** RECORDS SHOWN follows **

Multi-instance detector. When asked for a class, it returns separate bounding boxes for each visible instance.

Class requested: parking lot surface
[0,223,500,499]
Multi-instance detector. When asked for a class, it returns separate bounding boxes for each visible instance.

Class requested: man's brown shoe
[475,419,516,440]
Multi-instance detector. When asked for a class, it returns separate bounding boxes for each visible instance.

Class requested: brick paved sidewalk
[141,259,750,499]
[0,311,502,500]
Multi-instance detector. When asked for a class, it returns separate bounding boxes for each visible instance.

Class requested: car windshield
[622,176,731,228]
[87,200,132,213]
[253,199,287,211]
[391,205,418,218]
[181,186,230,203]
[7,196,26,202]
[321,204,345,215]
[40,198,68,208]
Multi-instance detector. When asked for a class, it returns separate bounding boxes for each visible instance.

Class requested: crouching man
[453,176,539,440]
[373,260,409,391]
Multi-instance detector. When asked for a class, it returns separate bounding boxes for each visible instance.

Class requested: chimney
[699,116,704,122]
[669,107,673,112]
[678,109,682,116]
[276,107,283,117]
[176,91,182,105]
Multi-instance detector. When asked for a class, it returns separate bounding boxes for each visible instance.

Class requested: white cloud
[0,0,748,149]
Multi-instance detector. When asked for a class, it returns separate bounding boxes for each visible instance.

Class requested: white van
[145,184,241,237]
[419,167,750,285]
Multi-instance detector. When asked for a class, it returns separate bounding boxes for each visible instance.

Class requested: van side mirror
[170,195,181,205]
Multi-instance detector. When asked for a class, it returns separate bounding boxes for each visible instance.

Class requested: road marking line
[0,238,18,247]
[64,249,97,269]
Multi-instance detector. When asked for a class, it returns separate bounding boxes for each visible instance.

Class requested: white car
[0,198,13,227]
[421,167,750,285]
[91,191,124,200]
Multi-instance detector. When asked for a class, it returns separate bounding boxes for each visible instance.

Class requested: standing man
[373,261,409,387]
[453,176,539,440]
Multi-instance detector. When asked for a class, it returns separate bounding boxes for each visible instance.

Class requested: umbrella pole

** End of RECORDS SHOWN **

**DIRECTIONS:**
An exact copy of every entry above is the expected answer.

**SOLVED PROBLEM:**
Multi-instance detector. When asked for a class, it returns separate bounding boxes for each visible instance.

Class requested: parking lot surface
[0,223,500,499]
Multi-instance detector. When asked for a class, it returns separate bounding boxes for each visible instance.

Class requested: man's brown shoe
[475,419,516,440]
Multi-instance detector. When asked for a class, it returns separate bounding boxes for each visible instance.

Class requested: brick paved sidewalk
[141,259,750,499]
[0,311,502,500]
Multi-instance detector. When asked for a class, it returns separate bounding boxes for each visible instance.

Class requested: car windshield
[622,176,731,228]
[87,200,132,213]
[253,199,287,211]
[391,205,418,218]
[181,186,230,203]
[7,196,26,202]
[321,204,345,215]
[40,198,68,208]
Multi-instance detector. When asked for a class, it returns separate bounding boxes for each visible instance.

Class requested: crouching man
[453,176,539,440]
[373,260,409,391]
Multi-instance detector. When asked for a class, it returns separate bounding boxes for each visible instance.

Class requested: chimney
[699,116,704,122]
[669,107,673,112]
[678,109,682,116]
[276,107,283,117]
[176,91,182,105]
Multi-instance detector. When asked for a class, it returns separate bounding boxes for each visible instance.

Class requested: white cloud
[0,0,748,149]
Multi-instance detector. When asked for a class, it returns separate bounding boxes for each visible instance.

Class requested: white van
[145,184,241,237]
[419,167,750,285]
Multi-instance detector. When asked for a class, it returns separate bounding boxes for each visible instance.

Class requested: van side mirror
[170,195,181,205]
Multi-instance detector. When asked for a class, it returns separate bounding boxes for each visible instance.

Class requested: road marking line
[0,238,18,247]
[64,249,97,269]
Multi-instance detector. When asked for a class, it returns separate bounding boxes for each visible instance.

Class requested: white car
[0,198,13,227]
[421,167,750,285]
[91,191,124,200]
Multi-instance detector. When asked for a class, it returns separate bounding boxes for each visible instance.

Class requested: standing man
[373,261,409,387]
[453,176,539,440]
Multi-instance detector. When asked for a class, it returns separate bounding boxes for each visible instance.

Class requested: umbrella pole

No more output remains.